§ **Data supplied**

- Opening Delimiter -

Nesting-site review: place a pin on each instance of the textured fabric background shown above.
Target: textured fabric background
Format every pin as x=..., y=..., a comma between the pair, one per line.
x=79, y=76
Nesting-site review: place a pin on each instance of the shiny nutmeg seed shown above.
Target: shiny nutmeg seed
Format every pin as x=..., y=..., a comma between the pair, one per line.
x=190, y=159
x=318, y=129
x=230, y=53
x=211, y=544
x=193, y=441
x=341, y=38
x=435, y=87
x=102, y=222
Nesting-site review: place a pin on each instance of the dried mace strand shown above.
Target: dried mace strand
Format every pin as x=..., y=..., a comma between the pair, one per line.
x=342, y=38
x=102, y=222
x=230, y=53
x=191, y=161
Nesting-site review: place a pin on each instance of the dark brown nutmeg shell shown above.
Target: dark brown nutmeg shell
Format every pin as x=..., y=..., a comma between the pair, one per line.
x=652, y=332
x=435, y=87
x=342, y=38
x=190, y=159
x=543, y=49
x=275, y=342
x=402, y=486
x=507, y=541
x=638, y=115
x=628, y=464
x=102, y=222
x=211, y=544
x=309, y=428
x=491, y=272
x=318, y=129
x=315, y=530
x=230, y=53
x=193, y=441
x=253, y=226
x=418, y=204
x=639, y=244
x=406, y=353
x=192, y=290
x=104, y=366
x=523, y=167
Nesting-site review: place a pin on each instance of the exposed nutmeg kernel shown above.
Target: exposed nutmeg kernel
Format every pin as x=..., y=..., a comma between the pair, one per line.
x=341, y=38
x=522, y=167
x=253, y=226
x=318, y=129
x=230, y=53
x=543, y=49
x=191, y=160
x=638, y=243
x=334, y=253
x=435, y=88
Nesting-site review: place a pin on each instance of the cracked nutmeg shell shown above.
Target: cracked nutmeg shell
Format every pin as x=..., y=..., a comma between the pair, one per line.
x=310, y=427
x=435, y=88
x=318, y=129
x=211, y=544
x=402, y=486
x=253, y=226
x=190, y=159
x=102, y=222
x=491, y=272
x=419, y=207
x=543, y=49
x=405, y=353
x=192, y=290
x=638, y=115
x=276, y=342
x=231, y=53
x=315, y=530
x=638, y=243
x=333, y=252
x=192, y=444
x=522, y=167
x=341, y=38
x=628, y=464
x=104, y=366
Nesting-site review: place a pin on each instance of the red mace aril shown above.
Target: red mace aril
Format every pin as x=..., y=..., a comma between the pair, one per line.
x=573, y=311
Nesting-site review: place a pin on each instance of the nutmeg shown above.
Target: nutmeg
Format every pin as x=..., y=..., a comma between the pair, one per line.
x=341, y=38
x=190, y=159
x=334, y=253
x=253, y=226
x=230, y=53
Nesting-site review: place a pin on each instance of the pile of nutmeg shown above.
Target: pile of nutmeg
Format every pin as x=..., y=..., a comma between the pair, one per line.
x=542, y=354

- Closing Delimiter -

Exactly as they are written, print the entries again.

Nesting-site review: place a pin on each instance of the textured fabric background shown above.
Target: textured fabric background
Format every pin as x=..., y=..., a comma between the pair, one per line.
x=79, y=76
Nesting-site review: place a pin on each instance of the shiny nutmeg seed shown above.
Target: shiny nutmeg seed
Format every pin as x=..., y=..., a comma between the pair, one per line.
x=190, y=159
x=318, y=129
x=230, y=53
x=211, y=544
x=193, y=441
x=341, y=38
x=435, y=87
x=102, y=222
Nesting-site review: place a pin on each instance of the dried mace strand shown above.
Target: dried mace strand
Format every pin as x=..., y=..., a comma between the pair, one per line.
x=342, y=38
x=102, y=222
x=230, y=53
x=191, y=161
Nesting-site review: place a pin on each instance of the dark brown nutmeg shell shown above.
Target: dark brown nutmeg shell
Format every pin as x=..., y=..., a comma between the pair, one per line.
x=652, y=332
x=435, y=87
x=342, y=38
x=190, y=159
x=543, y=49
x=275, y=342
x=402, y=486
x=507, y=541
x=638, y=115
x=628, y=464
x=102, y=222
x=211, y=544
x=309, y=428
x=491, y=272
x=318, y=129
x=315, y=530
x=230, y=53
x=193, y=441
x=253, y=226
x=418, y=204
x=639, y=244
x=406, y=353
x=192, y=290
x=104, y=366
x=523, y=167
Nesting-site review: place a pin on each instance of the exposed nutmeg kernel shown above.
Target: exposed nutmeg kernel
Format every pin as x=..., y=..., a comma between the pair, one per line.
x=341, y=38
x=522, y=167
x=253, y=226
x=318, y=129
x=230, y=53
x=543, y=49
x=191, y=160
x=638, y=243
x=334, y=253
x=435, y=88
Nesting-site review: place a pin on each instance of the cracked nutmeg shell shown above.
Target: cracked nutmeg shell
Format every pin as x=..., y=..., a comma between the pair, one per line.
x=310, y=427
x=435, y=88
x=318, y=129
x=211, y=544
x=402, y=486
x=253, y=226
x=190, y=159
x=102, y=222
x=491, y=272
x=419, y=207
x=543, y=49
x=405, y=353
x=192, y=290
x=638, y=115
x=276, y=342
x=231, y=53
x=315, y=530
x=638, y=243
x=333, y=252
x=192, y=444
x=522, y=167
x=341, y=38
x=628, y=464
x=104, y=366
Nesting-site review: place a pin on each instance of the red mace aril shown above.
Target: red mace aril
Format every pin as x=..., y=..., a comma between the pair, one per line.
x=573, y=311
Nesting-site review: place a pin on each instance of the nutmeg shown above.
Target: nutmeg
Format every pin as x=..., y=..., a comma between the pair, one per line.
x=341, y=38
x=190, y=159
x=334, y=253
x=253, y=226
x=230, y=53
Nesting-site review: place a pin on each instance of the pile of nutmeg shown above.
Target: pile of nutmeg
Format every pin as x=..., y=..., a comma between the pair, one per line.
x=542, y=354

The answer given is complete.